*Task brief*:
Extract every line of the entries below that contains the string "Give". Uppercase and lowercase letters are distinct for this match.

*Supplied information*:
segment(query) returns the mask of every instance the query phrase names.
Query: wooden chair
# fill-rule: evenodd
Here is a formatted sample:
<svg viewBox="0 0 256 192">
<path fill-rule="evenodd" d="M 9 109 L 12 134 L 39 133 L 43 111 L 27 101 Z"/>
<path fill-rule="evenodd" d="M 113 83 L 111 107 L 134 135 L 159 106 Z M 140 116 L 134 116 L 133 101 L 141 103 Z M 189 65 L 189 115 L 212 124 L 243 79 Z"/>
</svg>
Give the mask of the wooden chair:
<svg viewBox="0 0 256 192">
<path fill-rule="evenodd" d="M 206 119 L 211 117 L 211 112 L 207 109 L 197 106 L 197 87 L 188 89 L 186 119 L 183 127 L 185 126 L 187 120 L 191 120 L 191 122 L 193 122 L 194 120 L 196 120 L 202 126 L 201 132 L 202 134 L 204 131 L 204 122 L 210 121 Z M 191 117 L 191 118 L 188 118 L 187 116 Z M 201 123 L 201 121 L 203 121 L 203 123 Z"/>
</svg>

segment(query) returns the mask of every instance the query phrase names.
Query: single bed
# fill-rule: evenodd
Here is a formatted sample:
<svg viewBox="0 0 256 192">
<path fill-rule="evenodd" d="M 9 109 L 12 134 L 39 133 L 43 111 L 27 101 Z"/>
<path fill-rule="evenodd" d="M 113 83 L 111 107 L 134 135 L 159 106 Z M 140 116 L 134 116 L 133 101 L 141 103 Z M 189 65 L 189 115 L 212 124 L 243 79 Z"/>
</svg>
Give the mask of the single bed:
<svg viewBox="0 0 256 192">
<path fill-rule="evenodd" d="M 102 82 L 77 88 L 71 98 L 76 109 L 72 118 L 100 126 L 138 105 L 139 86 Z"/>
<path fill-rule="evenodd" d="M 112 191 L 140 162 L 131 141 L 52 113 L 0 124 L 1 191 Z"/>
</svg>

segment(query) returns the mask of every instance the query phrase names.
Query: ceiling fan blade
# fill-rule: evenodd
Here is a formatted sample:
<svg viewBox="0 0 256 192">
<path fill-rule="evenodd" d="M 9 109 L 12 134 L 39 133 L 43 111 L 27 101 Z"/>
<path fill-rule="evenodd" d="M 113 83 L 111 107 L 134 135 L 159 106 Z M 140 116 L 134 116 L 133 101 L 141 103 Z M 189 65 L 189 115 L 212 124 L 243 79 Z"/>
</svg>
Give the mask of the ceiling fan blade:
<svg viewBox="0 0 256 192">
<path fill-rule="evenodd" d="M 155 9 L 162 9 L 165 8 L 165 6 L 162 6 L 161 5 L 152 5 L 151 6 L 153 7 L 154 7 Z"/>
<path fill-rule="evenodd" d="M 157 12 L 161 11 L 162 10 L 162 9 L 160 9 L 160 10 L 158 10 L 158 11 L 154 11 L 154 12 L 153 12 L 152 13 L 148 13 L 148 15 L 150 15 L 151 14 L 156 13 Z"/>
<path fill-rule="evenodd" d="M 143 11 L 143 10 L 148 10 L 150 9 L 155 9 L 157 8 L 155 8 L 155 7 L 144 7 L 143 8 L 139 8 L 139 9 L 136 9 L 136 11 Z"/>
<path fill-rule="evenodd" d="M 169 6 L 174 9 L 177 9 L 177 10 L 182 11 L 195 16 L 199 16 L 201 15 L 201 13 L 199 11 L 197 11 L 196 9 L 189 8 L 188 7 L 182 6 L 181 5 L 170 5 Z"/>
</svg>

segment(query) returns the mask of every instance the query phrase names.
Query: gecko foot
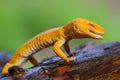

*Final result*:
Give the mask of the wooden chair:
Give the mask of the single bed:
Give the mask of the ceiling fan blade:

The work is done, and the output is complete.